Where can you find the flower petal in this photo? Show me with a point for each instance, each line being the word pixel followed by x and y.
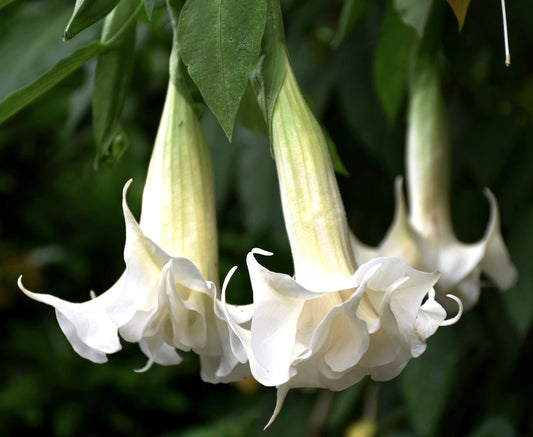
pixel 88 326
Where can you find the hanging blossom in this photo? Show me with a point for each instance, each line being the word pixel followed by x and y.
pixel 424 236
pixel 332 323
pixel 167 295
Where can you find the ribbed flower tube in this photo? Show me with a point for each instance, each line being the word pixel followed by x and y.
pixel 428 158
pixel 178 207
pixel 312 206
pixel 168 295
pixel 332 322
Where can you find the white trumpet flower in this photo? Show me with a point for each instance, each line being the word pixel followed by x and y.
pixel 167 296
pixel 331 323
pixel 423 236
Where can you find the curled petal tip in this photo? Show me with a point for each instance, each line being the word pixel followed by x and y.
pixel 454 319
pixel 227 278
pixel 258 251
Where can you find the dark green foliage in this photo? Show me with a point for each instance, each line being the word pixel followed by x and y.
pixel 61 223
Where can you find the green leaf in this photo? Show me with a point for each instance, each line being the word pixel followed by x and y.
pixel 177 69
pixel 24 96
pixel 352 11
pixel 87 12
pixel 519 299
pixel 414 13
pixel 427 381
pixel 149 6
pixel 250 115
pixel 112 79
pixel 114 150
pixel 269 74
pixel 391 61
pixel 5 3
pixel 29 50
pixel 219 43
pixel 459 8
pixel 338 165
pixel 494 426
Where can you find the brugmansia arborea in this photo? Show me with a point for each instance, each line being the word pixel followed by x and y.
pixel 424 236
pixel 331 323
pixel 167 295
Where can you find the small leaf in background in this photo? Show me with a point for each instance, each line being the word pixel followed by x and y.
pixel 257 175
pixel 364 427
pixel 219 43
pixel 459 8
pixel 24 96
pixel 33 46
pixel 112 153
pixel 149 6
pixel 391 61
pixel 87 12
pixel 519 299
pixel 4 3
pixel 250 115
pixel 177 69
pixel 352 11
pixel 336 160
pixel 427 381
pixel 268 76
pixel 414 13
pixel 494 427
pixel 111 83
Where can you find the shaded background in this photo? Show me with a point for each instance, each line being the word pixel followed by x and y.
pixel 61 225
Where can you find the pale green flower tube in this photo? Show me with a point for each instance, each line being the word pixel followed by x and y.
pixel 178 207
pixel 427 158
pixel 423 235
pixel 332 323
pixel 312 206
pixel 167 297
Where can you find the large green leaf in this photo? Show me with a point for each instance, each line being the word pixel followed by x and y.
pixel 352 11
pixel 111 82
pixel 219 43
pixel 391 61
pixel 177 69
pixel 415 13
pixel 4 3
pixel 24 96
pixel 87 12
pixel 268 76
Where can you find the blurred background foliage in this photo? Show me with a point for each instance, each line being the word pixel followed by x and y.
pixel 61 224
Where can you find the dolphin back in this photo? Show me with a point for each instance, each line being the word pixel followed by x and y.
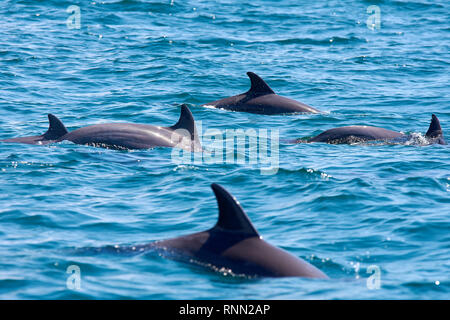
pixel 55 132
pixel 435 130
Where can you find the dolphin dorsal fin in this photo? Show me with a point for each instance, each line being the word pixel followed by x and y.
pixel 259 86
pixel 231 215
pixel 186 122
pixel 56 128
pixel 435 129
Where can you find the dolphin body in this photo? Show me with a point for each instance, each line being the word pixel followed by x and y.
pixel 233 244
pixel 122 135
pixel 261 99
pixel 353 134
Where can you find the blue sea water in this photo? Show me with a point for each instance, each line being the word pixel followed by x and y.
pixel 343 208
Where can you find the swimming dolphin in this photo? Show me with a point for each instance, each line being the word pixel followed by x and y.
pixel 122 135
pixel 353 134
pixel 261 99
pixel 233 244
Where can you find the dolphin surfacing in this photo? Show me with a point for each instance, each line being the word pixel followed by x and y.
pixel 122 135
pixel 234 244
pixel 353 134
pixel 261 99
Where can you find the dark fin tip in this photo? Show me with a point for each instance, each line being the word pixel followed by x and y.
pixel 231 215
pixel 258 85
pixel 56 128
pixel 435 129
pixel 186 122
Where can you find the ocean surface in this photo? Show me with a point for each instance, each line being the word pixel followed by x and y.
pixel 374 217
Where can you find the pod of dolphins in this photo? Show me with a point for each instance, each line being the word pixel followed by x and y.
pixel 233 244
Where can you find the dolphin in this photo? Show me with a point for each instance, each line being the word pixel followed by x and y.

※

### Aim
Rewrite all of the material above, changing every "photo" to "image" and leaving everything else as it is. Omit the pictures.

### Result of this task
Where can you find the flower petal in this image? Show me with a point for each instance, each line being the word pixel followed by x and y.
pixel 88 326
Where can you find the hanging blossom in this image? Show me with a point for each instance, each line being the word pixel followed by x and y.
pixel 424 236
pixel 332 323
pixel 167 295
Where can you find the ribbed flower tube in this image? Show me with a point for each instance, each line being the word pixel followed by x and y.
pixel 428 158
pixel 178 207
pixel 312 206
pixel 168 295
pixel 332 322
Where can you find the white trumpet flower in this image? Show me with a point for each instance, each line being the word pixel followed by x and y.
pixel 167 296
pixel 331 323
pixel 423 236
Where can you find the curled petal tip in this image? Show me with a point for each instance, each line being the word pixel followed by x and y.
pixel 454 319
pixel 227 278
pixel 258 251
Where can you find the dark green foliage in this image? Show me with a point for each instance, each line being the word pixel followed by x and y.
pixel 61 223
Where can you find the green leaf in this image? Show me with a point for each instance, each line being the word pixel followed by x and y.
pixel 177 69
pixel 24 96
pixel 352 11
pixel 87 12
pixel 519 299
pixel 414 13
pixel 427 381
pixel 149 6
pixel 250 115
pixel 112 79
pixel 114 150
pixel 269 74
pixel 391 61
pixel 5 3
pixel 29 50
pixel 219 43
pixel 459 8
pixel 338 165
pixel 494 426
Where can you find the brugmansia arborea in this image? Show me with a point for each instance, each line being the word pixel followed by x and y.
pixel 424 236
pixel 331 323
pixel 167 295
Where can you find the small leaf in background in this image? Show me with a point for each instance, each line being the word pixel followed by x and y.
pixel 257 175
pixel 364 427
pixel 219 43
pixel 459 8
pixel 24 96
pixel 33 46
pixel 112 153
pixel 149 6
pixel 391 61
pixel 87 12
pixel 519 299
pixel 4 3
pixel 250 115
pixel 177 69
pixel 352 11
pixel 336 160
pixel 427 381
pixel 268 76
pixel 414 13
pixel 494 427
pixel 111 83
Where can you find the shaded background in this image? Show me with a point for each instance, each line being the word pixel followed by x and y.
pixel 61 225
Where can you find the pale green flower tube in this image? Show me with a point for each instance, each line being the word pixel followed by x and y.
pixel 178 207
pixel 427 158
pixel 423 235
pixel 332 323
pixel 312 206
pixel 167 297
Where can you find the large green leaf in this image? Show me with a point for each instance, each line being the word pixel followed by x and y.
pixel 352 11
pixel 111 82
pixel 219 43
pixel 391 61
pixel 177 69
pixel 415 13
pixel 4 3
pixel 24 96
pixel 87 12
pixel 268 76
Where can you find the blurred background foliage in this image? Show me with a point for each instance, each line being the word pixel followed by x and y.
pixel 61 224
Where can you find the dolphin back in this image? Show me with a point for each instance, each line being the word pixel followed by x and y.
pixel 55 132
pixel 435 130
Where can you find the dolphin dorsal fin in this image? Show me with a point for each instance, each line being the word pixel followed by x and y.
pixel 259 86
pixel 231 215
pixel 186 122
pixel 56 128
pixel 435 129
Where can you find the dolphin body in this image? Show me with a point for each instance, each line being the word pixel followed by x and y.
pixel 233 244
pixel 122 135
pixel 261 99
pixel 353 134
Where can you find the blue sea water in this image? Show me with a point for each instance, each line being the word pixel followed by x and y.
pixel 343 208
Where can you find the swimming dolphin in this image? Show me with a point for each instance, each line being the word pixel followed by x and y.
pixel 122 135
pixel 353 134
pixel 261 99
pixel 233 244
Where can you find the dolphin surfacing in this image? Show me with a point for each instance, each line being the word pixel followed by x and y.
pixel 122 135
pixel 234 244
pixel 353 134
pixel 261 99
Where can you find the dark fin tip in this image? Show me with a point for each instance, each line being the word pixel followed by x and y.
pixel 231 215
pixel 258 85
pixel 56 128
pixel 435 129
pixel 186 122
Where can you find the ocean surface in this image? Show me with a point for each instance, each line being the word pixel followed by x and y.
pixel 374 217
Where can you find the pod of dolphins in this image? Show me with a point for each instance, each line being the word pixel followed by x and y.
pixel 233 244
Where can you find the dolphin in this image? Show me with a point for each instance, each line being the word pixel followed by x and y.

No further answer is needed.